Emmanuel Macron voulait se faire pardonner par les joueurs et les joueuses, mais il a surtout attisé leur colère. Le samedi 16 septembre, en fin d’après-midi, le président a publié sur X (anciennement Twitter) un long (très long) message, dans lequel il a insisté sur le fait qu’il considérait que les jeux vidéo étaient « une chance pour la France ».
Le message a largement fait réagir, que ce soit au niveau de l’industrie des jeux vidéo, mais aussi les premiers concernés : les joueuses et joueurs. Et, pour eux, il s’agirait plus d’une manœuvre politique en forme de retournement de veste qu’autre chose.
Emmanuel Macron est fan de jeux vidéo, au final
S’il a fait « bondir les gamers », c’est avec une phrase, prononcée en juin 2023, alors que les émeutes en réponse à la mort de Nahel M. essaimaient partout en France. Lors d’une réunion de crise organisée avec plusieurs ministres, Emmanuel Macron avait ainsi déclaré qu’il avait l’impression que les émeutiers « vivent dans la rue les jeux vidéo qui les ont intoxiqués ».

[Descriptions de régions en langage naturel]

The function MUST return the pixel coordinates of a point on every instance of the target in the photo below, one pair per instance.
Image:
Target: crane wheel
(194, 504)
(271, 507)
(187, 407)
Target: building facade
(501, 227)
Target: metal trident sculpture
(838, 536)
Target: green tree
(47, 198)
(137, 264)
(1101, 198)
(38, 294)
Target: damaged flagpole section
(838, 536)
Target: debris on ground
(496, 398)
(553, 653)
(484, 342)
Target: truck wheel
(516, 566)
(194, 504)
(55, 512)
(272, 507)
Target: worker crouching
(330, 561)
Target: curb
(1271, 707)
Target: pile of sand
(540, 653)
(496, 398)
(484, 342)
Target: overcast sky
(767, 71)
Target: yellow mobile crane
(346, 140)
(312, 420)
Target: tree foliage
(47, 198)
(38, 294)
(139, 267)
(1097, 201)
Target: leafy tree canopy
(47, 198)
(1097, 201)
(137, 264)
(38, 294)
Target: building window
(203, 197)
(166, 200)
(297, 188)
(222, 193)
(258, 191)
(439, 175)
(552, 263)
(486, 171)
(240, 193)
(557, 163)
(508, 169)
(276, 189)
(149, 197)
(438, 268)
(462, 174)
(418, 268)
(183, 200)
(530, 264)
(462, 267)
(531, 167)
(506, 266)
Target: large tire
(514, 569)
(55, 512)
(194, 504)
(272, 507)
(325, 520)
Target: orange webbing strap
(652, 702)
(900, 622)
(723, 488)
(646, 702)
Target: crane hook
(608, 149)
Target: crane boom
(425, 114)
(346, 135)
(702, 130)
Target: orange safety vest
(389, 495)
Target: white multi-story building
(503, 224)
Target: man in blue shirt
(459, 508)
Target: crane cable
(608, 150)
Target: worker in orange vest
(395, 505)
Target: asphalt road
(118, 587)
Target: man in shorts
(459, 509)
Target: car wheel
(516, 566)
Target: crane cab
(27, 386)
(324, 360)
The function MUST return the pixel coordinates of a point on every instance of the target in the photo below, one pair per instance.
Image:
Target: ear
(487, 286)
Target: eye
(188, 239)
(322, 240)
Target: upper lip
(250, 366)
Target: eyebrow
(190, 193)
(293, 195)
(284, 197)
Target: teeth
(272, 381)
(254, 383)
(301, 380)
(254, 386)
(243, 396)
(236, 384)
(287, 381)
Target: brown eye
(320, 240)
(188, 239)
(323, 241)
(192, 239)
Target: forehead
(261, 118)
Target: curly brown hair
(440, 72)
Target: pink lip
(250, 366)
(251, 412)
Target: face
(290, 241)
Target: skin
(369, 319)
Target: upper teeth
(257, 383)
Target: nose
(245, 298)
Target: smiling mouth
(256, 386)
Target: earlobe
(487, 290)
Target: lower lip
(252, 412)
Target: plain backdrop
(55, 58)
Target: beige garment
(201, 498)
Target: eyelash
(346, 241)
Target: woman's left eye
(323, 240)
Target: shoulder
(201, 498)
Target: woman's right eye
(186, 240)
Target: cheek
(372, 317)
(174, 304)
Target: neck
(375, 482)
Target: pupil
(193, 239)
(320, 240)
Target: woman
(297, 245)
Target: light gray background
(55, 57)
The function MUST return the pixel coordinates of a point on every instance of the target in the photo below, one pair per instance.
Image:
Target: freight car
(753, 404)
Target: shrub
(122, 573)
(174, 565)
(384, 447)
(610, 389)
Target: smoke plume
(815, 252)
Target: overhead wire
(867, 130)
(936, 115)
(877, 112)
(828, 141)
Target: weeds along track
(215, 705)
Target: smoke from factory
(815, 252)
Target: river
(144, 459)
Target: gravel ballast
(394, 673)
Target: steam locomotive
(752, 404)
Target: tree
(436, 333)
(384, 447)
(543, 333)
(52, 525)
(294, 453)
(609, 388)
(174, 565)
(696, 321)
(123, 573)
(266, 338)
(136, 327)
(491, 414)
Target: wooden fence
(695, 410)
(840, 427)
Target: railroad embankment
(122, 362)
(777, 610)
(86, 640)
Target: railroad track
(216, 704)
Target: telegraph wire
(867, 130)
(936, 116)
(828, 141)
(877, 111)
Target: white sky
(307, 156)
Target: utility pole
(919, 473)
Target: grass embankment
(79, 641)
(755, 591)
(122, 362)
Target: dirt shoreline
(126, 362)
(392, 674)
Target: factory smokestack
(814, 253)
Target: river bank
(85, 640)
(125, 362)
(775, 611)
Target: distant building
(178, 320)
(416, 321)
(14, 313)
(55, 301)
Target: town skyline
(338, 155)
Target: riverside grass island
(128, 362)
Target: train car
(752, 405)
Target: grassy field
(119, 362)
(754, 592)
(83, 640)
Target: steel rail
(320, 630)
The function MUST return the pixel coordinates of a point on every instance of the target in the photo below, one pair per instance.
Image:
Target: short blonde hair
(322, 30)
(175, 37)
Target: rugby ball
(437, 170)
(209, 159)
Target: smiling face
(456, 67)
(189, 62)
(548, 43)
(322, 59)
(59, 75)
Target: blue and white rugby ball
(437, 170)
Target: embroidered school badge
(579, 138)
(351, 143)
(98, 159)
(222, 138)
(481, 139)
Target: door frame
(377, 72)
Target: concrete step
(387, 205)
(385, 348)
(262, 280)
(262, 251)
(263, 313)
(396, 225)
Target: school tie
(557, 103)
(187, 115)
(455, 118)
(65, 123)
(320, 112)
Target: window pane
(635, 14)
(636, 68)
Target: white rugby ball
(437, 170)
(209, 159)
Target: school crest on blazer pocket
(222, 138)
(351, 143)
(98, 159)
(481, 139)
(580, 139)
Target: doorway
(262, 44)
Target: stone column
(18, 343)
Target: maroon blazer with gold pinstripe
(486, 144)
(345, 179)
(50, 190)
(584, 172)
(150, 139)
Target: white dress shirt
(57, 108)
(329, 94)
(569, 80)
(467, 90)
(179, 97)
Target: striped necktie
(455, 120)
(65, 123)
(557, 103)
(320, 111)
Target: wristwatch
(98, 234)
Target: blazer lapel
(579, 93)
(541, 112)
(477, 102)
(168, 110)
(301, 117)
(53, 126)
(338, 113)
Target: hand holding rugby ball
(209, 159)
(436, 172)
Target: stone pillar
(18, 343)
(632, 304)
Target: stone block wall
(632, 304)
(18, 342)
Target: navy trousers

#### [Questions d'étude]
1: D'après l'article sur Emmanuel Macron et les jeux vidéo, quand le président a-t-il publié son long message sur X ?
2: Recopiez dans l'article sur Emmanuel Macron et les jeux vidéo le passage qui va de « Le message a » jusqu'à « veste qu’autre chose. » inclus.
3: Prolongez l'article sur Emmanuel Macron et les jeux vidéo en reprenant après sa dernière phrase.
Les entrées forment un matériau distinct de l'article.

#### [Réponses par exercice]
1: Le samedi 16 septembre, en fin d'après-midi.

2:
Le message a largement fait réagir, que ce soit au niveau de l’industrie des jeux vidéo, mais aussi les premiers concernés : les joueuses et joueurs. Et, pour eux, il s’agirait plus d’une manœuvre politique en forme de retournement de veste qu’autre chose.

3:
Les liens entre violence et jeux vidéo n’ont jamais été prouvés par les études réalisées sur le sujet, mais la rhétorique est régulièrement utilisée par les acteurs politiques lors de violences, notamment aux États-Unis. En accusant les jeux vidéo d’être responsables des violences dans les rues, Emmanuel Macron s’était aliéné une grande partie des joueurs. Ils n’avaient d’ailleurs pas manqué de noter ce volte-face, alors qu’il avait, quelques mois auparavant, encensé le ZEvent du steamer Zerator.
Avec son nouveau message, Emmanuel Macron tient visiblement à se faire pardonner. « J’ai exprimé mes préoccupations fin juin, car les codes du jeu vidéo avaient été utilisés par des délinquants pour banaliser la violence sur les réseaux sociaux. C’est cette violence que je condamne, pas les jeux vidéo », insiste-t-il.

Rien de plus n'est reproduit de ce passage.